Exercise requirements: Take the listing and print it in full, exactly as given.

Input material:

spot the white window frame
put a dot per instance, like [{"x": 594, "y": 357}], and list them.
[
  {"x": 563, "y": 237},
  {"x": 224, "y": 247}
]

Right answer:
spot the white window frame
put a dot per instance, like [{"x": 594, "y": 357}], and list them.
[
  {"x": 563, "y": 237},
  {"x": 224, "y": 247}
]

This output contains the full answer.